*Task to carry out*:
Search the records for "wall" and copy each line that holds it.
Provided material START
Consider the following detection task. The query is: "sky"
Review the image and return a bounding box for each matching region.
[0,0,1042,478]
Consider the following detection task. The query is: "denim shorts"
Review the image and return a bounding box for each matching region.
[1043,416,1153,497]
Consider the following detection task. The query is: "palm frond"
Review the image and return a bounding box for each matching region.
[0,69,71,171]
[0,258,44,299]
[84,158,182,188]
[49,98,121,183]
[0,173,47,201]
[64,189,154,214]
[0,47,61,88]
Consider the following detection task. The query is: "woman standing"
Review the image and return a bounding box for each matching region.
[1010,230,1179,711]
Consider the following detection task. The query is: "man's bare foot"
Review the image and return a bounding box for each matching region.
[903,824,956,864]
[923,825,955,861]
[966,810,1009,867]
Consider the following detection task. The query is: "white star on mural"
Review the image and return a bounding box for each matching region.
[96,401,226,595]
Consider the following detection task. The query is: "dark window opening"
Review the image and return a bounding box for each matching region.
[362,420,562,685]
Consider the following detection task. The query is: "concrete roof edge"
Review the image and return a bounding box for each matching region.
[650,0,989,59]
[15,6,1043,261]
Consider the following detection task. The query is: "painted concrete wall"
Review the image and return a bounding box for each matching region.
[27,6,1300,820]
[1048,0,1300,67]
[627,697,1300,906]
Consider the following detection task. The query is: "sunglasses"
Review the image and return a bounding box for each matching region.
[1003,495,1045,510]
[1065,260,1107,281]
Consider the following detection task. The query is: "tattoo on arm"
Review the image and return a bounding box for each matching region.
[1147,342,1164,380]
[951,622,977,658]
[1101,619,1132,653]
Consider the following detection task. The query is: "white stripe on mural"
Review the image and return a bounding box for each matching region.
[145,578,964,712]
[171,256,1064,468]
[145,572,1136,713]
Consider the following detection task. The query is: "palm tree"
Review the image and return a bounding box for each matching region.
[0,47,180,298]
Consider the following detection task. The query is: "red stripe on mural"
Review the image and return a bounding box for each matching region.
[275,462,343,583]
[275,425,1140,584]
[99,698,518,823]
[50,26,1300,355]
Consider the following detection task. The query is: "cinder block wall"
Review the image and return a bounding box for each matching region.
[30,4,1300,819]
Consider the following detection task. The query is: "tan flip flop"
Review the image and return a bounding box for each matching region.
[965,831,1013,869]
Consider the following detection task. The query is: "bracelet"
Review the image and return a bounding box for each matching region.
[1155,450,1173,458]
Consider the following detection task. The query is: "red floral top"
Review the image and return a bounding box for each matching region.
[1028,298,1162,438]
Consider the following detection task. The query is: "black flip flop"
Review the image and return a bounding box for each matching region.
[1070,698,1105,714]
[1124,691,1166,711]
Provided material END
*Completed exercise*:
Consider the following detection task. The query is: "painted concrete wall"
Consider the following detection task. The query is: "cinder block wall"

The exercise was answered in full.